[Text passage]

Female genital mutilation (FGM) involves any procedure that removes or causes injury to the external female genitalia and is most frequently performed on young girls in rural, traditional communities. In terms of female genital mutilation in Ghana specifically, the Upper East and Upper West regions note the highest rates of FGM, at 13% and 32.5% respectively for females between 15 and 49, according to the Multiple Indicator Cluster Survey (MICS) 2017/18.
FGM and its Consequences
The World Health Organization (WHO) categorizes FGM into four distinct types, all of which entail unnecessary harm to the female genitalia.
In addition to being incredibly painful and medically unnecessary, FGM has many severe side effects and outcomes. According to a study led by Evelyn Sakeah that BCM Women’s Health published in 2018, short-term effects include bleeding, shock and increased risk of contracting HIV from dirty knives and razor blades used to carry out the procedure. Long-term effects include infections such as urinary and reproductive tract infections, lasting pain during urination and intercourse, menstrual difficulties, keloids, pregnancy complications and ongoing psychological distress.
Despite all of these significant complications, including many others not listed above, and the lack of medical necessity of the procedures, FGM still occurs in these communities.
Obstacles to Ending FGM
Although 94.4% of women between the ages of 15 and 49 believe female genital mutilation in Ghana should end, the brutal practice still continues. Unfortunately, FGM has significant ties to culture and tradition within these rural Ghanaian communities, which makes the procedure difficult to stop outright.

[/Text passage]
[Supplied entries]

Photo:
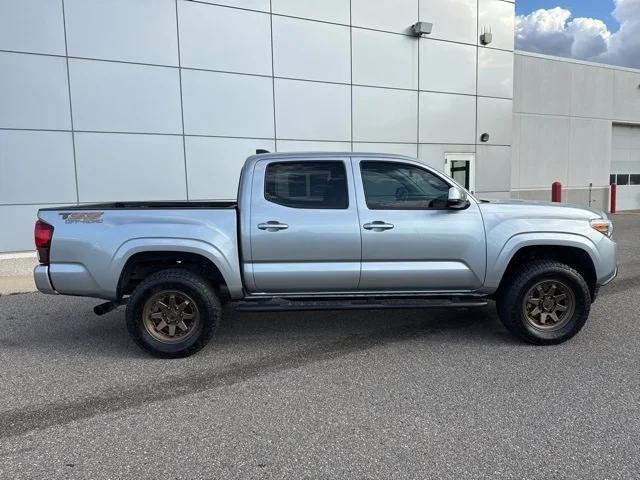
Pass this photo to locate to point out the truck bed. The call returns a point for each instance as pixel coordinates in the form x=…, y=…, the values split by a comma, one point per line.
x=163, y=205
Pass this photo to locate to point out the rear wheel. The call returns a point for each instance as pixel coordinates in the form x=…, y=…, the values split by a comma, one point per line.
x=544, y=302
x=173, y=313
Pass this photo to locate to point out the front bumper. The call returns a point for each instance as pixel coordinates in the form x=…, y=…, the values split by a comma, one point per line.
x=42, y=280
x=609, y=280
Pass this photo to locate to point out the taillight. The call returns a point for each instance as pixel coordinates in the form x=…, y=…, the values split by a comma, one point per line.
x=43, y=234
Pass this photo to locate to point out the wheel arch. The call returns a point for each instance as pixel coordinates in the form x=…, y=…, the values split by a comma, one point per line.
x=575, y=256
x=141, y=264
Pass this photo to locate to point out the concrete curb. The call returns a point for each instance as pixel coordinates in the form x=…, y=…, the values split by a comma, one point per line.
x=16, y=273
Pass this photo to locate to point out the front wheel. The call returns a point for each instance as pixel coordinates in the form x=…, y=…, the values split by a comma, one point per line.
x=544, y=302
x=173, y=313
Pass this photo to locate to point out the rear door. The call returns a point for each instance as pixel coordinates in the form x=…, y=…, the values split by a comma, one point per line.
x=305, y=233
x=410, y=240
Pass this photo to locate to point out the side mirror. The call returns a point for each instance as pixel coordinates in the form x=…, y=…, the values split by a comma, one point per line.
x=457, y=199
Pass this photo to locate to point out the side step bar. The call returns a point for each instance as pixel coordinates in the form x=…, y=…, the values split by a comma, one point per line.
x=282, y=305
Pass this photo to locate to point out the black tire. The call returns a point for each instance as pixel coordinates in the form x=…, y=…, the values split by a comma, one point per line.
x=208, y=309
x=510, y=301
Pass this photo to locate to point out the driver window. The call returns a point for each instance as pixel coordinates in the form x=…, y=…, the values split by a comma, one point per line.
x=399, y=186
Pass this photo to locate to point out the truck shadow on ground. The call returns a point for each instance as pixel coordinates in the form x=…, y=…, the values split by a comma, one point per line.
x=107, y=336
x=324, y=336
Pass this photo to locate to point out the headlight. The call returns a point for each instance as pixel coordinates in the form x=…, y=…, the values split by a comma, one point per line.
x=603, y=226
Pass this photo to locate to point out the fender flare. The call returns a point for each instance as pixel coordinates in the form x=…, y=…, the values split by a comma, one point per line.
x=230, y=272
x=532, y=239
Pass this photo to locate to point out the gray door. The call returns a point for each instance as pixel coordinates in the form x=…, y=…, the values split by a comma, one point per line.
x=305, y=234
x=410, y=240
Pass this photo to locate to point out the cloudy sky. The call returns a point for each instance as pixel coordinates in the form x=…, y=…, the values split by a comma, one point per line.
x=606, y=31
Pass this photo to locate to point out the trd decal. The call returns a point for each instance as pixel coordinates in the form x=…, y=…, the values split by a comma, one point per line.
x=82, y=217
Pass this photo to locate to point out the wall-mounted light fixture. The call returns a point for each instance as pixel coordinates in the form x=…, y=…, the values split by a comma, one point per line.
x=486, y=38
x=422, y=28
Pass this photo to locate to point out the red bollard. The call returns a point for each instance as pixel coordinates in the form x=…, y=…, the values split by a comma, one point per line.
x=614, y=198
x=556, y=192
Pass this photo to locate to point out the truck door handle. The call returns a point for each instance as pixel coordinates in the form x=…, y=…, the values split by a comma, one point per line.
x=378, y=226
x=273, y=226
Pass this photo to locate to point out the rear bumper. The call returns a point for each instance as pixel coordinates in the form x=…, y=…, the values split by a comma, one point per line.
x=42, y=280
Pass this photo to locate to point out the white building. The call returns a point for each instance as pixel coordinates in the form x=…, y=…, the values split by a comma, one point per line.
x=577, y=123
x=164, y=99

[/Supplied entries]

* [Problems and tasks]
**a)** In the passage on female genital mutilation in Ghana, what percentage of women aged 15 to 49 believe the practice should end?
**b)** Using the passage on female genital mutilation in Ghana, explain why the practice is hard to stop outright even though most women want it ended.
**c)** Write a continuation of the passage on female genital mutilation in Ghana, starting after its final sentence.

* [Responses to the tasks]
**a)** 94.4% of women between the ages of 15 and 49 believe it should end.

**b)** FGM has significant ties to culture and tradition within rural Ghanaian communities. Those ties make the procedure difficult to stop outright.

**c)**
Within these communities, locals view FGM as a critical aspect of teen pregnancy prevention and marriageability. Community members see the removal of external female reproductive organs as a means to reduce sexual activity among girls and prevent premarital sex as communities consider premarital sex extremely taboo. Communities believe that the removal of the clitoris, in particular, decreases sexual sensitivity and arousal, and therefore, decreases the likelihood of sexual engagement, which in turn, prevents teen pregnancy.
Additionally, these communities see FGM as a means of feminization. Society considers the clitoris the feminine equivalent of a penis; communities believe it produces masculine personality traits, such as aggressiveness and anger. As a result of this, the removal of the clitoris is viewed as pivotal to introducing desired feminine traits, such as obedience, to ensure suitors and greater society deem a girl marriageable.
The Good News
Despite the seemingly never-ending battle to end female genital mutilation in Ghana, the country is making significant progress. Between 2011 and 2018, the prevalence of FGM in women aged 15-49 decreased almost twofold to only 2.4%. When breaking down the information further, it became evident that FGM among the youngest age group studied, women aged 15-19, dropped down to only 0.6%.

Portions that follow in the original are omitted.